## PROBLEM DESCRIPTION
Revise the material below so that "Identify every instance of" becomes "Find all instances of" wherever it occurs, leaving everything else unchanged and omitting the pictures.

--- START ---

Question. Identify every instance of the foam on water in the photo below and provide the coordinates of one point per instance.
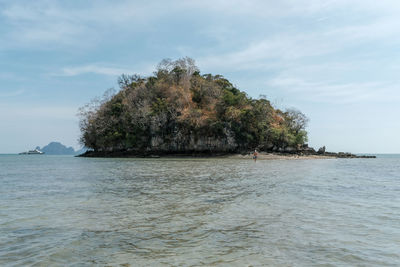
(57, 210)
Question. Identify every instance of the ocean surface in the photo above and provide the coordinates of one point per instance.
(66, 211)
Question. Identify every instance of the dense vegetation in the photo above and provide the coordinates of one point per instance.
(179, 110)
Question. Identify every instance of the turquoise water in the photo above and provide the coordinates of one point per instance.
(66, 211)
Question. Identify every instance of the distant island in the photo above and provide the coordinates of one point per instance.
(179, 111)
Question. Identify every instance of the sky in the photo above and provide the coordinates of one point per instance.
(335, 60)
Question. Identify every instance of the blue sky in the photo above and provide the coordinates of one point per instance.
(337, 61)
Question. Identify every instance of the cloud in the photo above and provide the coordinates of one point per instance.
(12, 93)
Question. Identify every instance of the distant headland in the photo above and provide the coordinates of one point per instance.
(179, 111)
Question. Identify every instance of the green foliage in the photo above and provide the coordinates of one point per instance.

--- END ---

## SOLUTION FOR THIS PROBLEM
Question. Find all instances of the foam on water in the photo below and provide the coordinates of one point per instance.
(57, 210)
Question. Find all instances of the ocean surface in the photo above and provide the coordinates of one point per instance.
(66, 211)
Question. Find all instances of the dense vegetation in the photo above and provide the coordinates of one point per instance.
(179, 110)
Question. Find all instances of the turquoise water in the photo above and provide the coordinates of one point per instance.
(66, 211)
Question. Find all instances of the distant island in the photo above and provide the coordinates of one point per instance.
(179, 111)
Question. Find all instances of the sky in the photo above and provide the coordinates of one point per instance.
(335, 60)
Question. Find all instances of the blue sky in the photo above and provide the coordinates of one point per instance.
(337, 61)
Question. Find all instances of the cloud in the photo above and provide the coordinates of one point per instance.
(12, 93)
Question. Find all instances of the distant headland in the photo above and provide the coordinates of one point per instance.
(179, 111)
Question. Find all instances of the green foliage in the photo above and provide the coordinates of one point per instance.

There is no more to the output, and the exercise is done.